CHALLENGE: Retype all of the data below verbatim, omitting the picture.

GIVEN DATA:

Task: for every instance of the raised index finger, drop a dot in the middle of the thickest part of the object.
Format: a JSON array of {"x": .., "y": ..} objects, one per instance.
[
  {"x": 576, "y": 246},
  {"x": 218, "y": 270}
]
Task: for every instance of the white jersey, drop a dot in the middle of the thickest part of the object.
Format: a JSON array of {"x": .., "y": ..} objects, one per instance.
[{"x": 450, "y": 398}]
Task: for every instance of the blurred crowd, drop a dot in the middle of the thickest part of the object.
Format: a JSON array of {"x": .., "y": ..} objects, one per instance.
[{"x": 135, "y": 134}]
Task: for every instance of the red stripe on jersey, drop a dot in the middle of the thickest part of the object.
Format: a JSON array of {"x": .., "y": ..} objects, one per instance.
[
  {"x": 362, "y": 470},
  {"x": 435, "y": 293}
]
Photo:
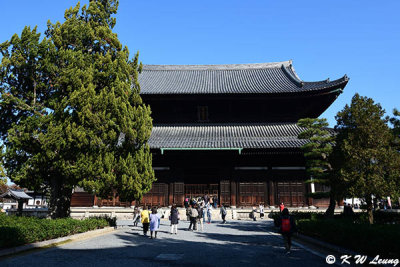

EXERCISE SOLUTION:
Task: for every instance of the raised index finger, drop a dot in the middle of the thickest part of the object.
Format: a JSON array of {"x": .., "y": ..} objects, one per instance.
[
  {"x": 576, "y": 246},
  {"x": 218, "y": 270}
]
Task: for every instance of the white jersey, drop a dot in the middle of the thickest part of the object.
Format: a JSON array of {"x": .., "y": ..} objects, one per instance.
[{"x": 450, "y": 398}]
Task: for every instance of the blurred crowd, drop a dot in the middle of the thickest part of the object.
Format: a JSON array of {"x": .., "y": ..} objects, one per instance.
[{"x": 135, "y": 134}]
Task: for every instance of the red stripe on jersey, drop a dot in the middle of the thickest part of the object.
Format: a JSON array of {"x": .., "y": ..} objects, one per instance.
[
  {"x": 362, "y": 470},
  {"x": 435, "y": 293}
]
Photo:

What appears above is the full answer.